---------- Given data ----------

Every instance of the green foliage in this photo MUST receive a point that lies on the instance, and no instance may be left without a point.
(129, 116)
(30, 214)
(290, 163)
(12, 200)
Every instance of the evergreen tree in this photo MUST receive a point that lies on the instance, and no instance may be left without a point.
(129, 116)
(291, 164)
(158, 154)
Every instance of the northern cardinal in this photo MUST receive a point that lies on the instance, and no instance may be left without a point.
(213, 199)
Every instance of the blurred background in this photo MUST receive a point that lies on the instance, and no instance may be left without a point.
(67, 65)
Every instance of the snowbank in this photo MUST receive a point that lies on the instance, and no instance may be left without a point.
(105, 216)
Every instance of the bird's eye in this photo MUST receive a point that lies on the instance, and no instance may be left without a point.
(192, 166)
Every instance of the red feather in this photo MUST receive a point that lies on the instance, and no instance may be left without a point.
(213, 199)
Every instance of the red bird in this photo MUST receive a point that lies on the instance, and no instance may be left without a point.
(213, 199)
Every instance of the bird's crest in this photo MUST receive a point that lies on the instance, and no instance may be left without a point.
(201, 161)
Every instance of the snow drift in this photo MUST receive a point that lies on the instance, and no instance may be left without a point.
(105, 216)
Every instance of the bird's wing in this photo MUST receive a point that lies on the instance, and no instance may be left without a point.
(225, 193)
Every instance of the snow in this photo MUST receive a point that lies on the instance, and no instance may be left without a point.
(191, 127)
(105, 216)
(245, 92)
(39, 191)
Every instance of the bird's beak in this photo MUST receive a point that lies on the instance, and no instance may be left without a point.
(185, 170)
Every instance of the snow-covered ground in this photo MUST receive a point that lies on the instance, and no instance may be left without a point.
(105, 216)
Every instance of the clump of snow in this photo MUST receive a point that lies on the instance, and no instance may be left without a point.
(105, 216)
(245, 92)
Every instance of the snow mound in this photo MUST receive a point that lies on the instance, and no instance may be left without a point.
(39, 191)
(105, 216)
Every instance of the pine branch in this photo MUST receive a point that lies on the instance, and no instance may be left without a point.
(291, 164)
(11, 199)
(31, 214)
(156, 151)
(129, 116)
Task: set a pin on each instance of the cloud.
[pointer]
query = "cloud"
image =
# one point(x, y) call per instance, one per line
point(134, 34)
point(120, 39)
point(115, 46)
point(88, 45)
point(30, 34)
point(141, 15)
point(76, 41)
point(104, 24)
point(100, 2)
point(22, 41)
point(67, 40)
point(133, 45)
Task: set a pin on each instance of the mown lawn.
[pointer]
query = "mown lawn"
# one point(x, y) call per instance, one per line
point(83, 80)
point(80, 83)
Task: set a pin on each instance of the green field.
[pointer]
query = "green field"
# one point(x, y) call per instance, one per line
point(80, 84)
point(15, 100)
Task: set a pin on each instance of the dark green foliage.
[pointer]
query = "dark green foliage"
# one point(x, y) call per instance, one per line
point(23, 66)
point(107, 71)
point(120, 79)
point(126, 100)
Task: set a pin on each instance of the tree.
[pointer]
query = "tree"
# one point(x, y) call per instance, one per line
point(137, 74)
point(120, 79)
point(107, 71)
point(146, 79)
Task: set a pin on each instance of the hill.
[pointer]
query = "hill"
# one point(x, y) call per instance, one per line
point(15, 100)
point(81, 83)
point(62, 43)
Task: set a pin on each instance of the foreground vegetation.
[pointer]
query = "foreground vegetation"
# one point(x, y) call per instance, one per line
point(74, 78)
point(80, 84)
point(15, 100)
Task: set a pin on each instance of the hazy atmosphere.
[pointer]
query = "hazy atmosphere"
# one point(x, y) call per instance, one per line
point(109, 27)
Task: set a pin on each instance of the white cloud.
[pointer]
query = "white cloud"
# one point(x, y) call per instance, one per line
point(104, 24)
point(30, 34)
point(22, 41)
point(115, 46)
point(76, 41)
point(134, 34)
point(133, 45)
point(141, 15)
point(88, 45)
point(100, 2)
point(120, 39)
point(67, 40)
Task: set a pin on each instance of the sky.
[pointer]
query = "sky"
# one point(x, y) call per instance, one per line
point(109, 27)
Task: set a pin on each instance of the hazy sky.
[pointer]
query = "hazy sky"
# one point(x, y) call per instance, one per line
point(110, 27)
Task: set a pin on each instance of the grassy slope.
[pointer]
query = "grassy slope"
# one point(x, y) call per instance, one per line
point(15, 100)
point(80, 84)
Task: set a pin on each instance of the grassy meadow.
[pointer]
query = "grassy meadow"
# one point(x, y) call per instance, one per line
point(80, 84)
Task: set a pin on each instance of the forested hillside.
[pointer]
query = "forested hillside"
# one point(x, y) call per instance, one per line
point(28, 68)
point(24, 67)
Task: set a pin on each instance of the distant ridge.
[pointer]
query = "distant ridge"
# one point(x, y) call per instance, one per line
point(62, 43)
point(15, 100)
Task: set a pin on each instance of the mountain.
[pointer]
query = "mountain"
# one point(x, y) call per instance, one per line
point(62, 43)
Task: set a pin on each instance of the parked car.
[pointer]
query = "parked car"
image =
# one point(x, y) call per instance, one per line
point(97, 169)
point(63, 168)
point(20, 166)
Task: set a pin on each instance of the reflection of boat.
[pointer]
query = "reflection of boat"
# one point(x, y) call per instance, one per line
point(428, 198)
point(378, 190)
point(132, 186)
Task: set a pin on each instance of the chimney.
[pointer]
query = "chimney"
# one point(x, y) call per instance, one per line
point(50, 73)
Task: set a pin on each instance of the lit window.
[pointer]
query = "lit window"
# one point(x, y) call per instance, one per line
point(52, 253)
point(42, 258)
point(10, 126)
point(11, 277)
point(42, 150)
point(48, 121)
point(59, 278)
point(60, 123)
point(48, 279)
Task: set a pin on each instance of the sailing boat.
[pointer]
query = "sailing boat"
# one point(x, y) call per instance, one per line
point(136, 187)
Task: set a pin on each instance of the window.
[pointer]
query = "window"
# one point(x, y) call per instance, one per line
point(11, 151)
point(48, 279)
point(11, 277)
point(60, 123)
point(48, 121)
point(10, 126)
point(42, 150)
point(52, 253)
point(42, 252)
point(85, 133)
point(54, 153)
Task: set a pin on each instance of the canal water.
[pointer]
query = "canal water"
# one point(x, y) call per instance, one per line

----------

## Try it
Return each line among the entries that holds the word "mown".

## Solution for this task
Task: set a pin on each instance of the mown lawn.
query = "mown lawn"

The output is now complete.